TO DO
Update the listing lines from the one containing "brown hoagie roll." through the one containing "(301, 1183)", inclusive, changing "field scouting sheet" to "kitchen inventory sheet" and leaving everything else as it is. Return only those lines.

• • • • • • •

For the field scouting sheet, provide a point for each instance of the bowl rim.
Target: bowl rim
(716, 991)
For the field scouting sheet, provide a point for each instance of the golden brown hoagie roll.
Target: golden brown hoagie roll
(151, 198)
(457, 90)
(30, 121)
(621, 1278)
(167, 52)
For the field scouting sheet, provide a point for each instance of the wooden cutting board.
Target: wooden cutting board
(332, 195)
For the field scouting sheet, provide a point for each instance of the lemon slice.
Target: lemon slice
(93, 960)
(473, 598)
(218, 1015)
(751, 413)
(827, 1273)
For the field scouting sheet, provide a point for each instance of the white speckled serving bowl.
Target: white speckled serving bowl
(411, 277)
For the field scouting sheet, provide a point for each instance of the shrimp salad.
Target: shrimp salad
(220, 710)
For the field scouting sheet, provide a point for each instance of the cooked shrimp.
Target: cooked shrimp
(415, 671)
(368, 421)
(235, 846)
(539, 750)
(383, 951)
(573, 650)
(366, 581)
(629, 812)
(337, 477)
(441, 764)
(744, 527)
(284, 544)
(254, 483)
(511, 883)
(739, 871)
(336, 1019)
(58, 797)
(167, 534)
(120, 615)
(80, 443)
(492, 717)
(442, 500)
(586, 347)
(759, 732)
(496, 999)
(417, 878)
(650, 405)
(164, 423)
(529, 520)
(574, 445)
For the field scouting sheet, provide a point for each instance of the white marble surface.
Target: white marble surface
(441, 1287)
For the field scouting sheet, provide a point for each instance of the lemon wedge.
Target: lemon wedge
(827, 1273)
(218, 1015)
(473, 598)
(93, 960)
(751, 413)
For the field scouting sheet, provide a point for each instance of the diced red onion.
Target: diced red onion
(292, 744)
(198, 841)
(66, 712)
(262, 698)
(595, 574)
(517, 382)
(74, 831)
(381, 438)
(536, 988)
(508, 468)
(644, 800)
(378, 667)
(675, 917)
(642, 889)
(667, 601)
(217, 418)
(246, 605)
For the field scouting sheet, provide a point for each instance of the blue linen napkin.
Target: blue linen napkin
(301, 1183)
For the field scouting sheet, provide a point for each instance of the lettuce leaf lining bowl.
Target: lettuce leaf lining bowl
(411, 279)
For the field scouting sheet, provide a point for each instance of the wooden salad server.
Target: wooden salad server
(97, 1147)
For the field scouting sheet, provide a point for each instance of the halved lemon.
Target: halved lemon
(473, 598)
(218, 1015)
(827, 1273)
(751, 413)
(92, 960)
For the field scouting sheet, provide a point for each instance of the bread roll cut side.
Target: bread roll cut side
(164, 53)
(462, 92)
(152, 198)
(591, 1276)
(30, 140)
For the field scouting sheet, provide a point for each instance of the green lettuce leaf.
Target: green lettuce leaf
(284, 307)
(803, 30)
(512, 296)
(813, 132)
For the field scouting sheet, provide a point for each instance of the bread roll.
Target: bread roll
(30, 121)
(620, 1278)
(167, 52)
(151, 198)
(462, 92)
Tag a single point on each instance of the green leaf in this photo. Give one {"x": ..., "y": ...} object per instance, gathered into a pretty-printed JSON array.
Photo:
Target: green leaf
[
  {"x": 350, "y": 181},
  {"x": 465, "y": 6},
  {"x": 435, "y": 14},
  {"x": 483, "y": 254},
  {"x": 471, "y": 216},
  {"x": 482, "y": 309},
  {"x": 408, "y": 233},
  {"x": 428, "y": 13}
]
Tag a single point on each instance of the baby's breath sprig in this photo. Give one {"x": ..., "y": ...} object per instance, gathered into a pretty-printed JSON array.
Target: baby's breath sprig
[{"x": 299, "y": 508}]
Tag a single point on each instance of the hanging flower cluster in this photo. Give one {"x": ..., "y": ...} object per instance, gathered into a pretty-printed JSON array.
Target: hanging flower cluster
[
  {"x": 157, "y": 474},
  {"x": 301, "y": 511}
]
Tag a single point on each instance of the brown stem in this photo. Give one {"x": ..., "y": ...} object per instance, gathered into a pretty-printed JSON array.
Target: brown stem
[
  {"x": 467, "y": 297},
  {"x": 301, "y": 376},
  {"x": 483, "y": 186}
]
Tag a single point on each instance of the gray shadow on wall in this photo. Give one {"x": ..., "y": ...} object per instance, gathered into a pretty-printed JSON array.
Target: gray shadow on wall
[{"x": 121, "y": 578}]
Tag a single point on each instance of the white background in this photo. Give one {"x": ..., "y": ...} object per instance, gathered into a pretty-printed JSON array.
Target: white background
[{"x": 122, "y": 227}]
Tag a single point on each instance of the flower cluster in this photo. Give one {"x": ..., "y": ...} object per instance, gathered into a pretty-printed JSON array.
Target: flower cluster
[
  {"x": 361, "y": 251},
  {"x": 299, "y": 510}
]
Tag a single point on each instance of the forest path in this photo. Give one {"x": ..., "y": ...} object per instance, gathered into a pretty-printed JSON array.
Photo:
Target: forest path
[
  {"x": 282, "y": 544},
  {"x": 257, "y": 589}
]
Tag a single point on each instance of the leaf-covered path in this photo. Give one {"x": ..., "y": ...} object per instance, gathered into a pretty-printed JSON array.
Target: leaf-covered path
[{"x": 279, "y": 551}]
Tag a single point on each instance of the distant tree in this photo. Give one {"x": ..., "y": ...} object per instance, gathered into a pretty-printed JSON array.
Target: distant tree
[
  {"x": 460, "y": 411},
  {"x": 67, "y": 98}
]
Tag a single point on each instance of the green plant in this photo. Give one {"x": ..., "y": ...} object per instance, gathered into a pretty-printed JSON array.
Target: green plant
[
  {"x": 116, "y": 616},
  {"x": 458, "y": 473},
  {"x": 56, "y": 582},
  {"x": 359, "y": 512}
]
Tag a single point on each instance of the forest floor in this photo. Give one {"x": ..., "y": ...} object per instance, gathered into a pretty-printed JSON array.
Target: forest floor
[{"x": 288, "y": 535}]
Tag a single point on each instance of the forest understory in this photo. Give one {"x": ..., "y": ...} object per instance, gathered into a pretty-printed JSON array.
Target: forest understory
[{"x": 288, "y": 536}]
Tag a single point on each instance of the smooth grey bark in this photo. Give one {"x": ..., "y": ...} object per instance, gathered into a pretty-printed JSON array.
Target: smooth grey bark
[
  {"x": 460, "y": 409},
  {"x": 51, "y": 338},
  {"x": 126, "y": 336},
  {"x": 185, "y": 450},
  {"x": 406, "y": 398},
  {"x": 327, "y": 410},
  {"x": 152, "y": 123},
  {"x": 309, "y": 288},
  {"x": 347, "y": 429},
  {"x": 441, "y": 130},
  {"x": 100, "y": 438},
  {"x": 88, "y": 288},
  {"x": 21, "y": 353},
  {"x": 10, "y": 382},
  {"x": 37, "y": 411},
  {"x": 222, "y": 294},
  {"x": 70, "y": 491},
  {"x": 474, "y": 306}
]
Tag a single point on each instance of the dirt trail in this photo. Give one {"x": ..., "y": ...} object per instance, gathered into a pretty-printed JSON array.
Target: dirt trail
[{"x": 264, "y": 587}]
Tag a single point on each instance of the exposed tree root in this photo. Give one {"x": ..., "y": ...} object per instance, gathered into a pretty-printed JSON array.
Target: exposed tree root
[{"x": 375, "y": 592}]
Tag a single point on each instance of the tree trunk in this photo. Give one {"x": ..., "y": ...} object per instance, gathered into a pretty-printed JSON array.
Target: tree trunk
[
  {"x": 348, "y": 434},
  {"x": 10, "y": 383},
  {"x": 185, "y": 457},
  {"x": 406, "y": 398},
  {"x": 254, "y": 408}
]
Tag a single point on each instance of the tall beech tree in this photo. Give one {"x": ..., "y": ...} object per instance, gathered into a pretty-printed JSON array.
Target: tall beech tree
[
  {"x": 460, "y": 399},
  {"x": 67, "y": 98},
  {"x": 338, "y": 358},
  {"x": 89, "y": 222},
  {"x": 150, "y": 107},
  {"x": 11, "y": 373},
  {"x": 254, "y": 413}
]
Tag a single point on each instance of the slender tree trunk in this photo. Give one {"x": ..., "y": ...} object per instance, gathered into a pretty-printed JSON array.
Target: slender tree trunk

• • • • • • •

FULL ANSWER
For the kitchen inventory sheet, provide a point for each instance of the golden brown hoagie roll.
Target: golden brown hoagie roll
(151, 198)
(457, 90)
(30, 121)
(621, 1278)
(167, 52)
For the kitchen inventory sheet, provide a point for each instance of the wooden cutting board.
Target: wooden cutting board
(332, 195)
For the kitchen inventory sheet, provide a point for each instance of the lemon slice.
Target: lemon slice
(93, 960)
(473, 598)
(218, 1015)
(751, 413)
(827, 1273)
For the kitchen inventory sheet, provide a point for each instance of the white speckled serving bowl.
Target: white speckled serving bowl
(411, 277)
For the kitchen inventory sheet, provide a point for each instance of the shrimp salad.
Target: shrimp salad
(220, 710)
For the kitchen inventory sheet, provide a point for each instance of the cooked shrimp.
Target: cooked shrimp
(415, 671)
(368, 421)
(235, 846)
(539, 750)
(383, 951)
(573, 650)
(366, 581)
(629, 812)
(337, 477)
(441, 764)
(744, 527)
(284, 544)
(254, 483)
(511, 883)
(739, 871)
(336, 1019)
(58, 797)
(167, 534)
(120, 615)
(80, 443)
(492, 717)
(442, 500)
(586, 347)
(759, 732)
(496, 999)
(417, 878)
(650, 405)
(164, 423)
(529, 520)
(574, 445)
For the kitchen inventory sheet, provide a point for each instance of the white marble surface.
Target: white marble surface
(441, 1287)
For the kitchen inventory sheet, provide a point for each instance of the lemon wedge.
Target: lemon wedge
(827, 1273)
(218, 1015)
(473, 598)
(93, 960)
(751, 413)
For the kitchen inventory sheet, provide a point for each instance of the diced red onion.
Target: diced red onion
(292, 744)
(198, 841)
(66, 712)
(262, 698)
(595, 574)
(517, 382)
(74, 831)
(381, 438)
(536, 988)
(508, 468)
(644, 800)
(378, 667)
(675, 917)
(642, 889)
(667, 601)
(217, 418)
(246, 605)
For the kitchen inventory sheet, provide a point for each instance of the blue linen napkin.
Target: blue linen napkin
(301, 1183)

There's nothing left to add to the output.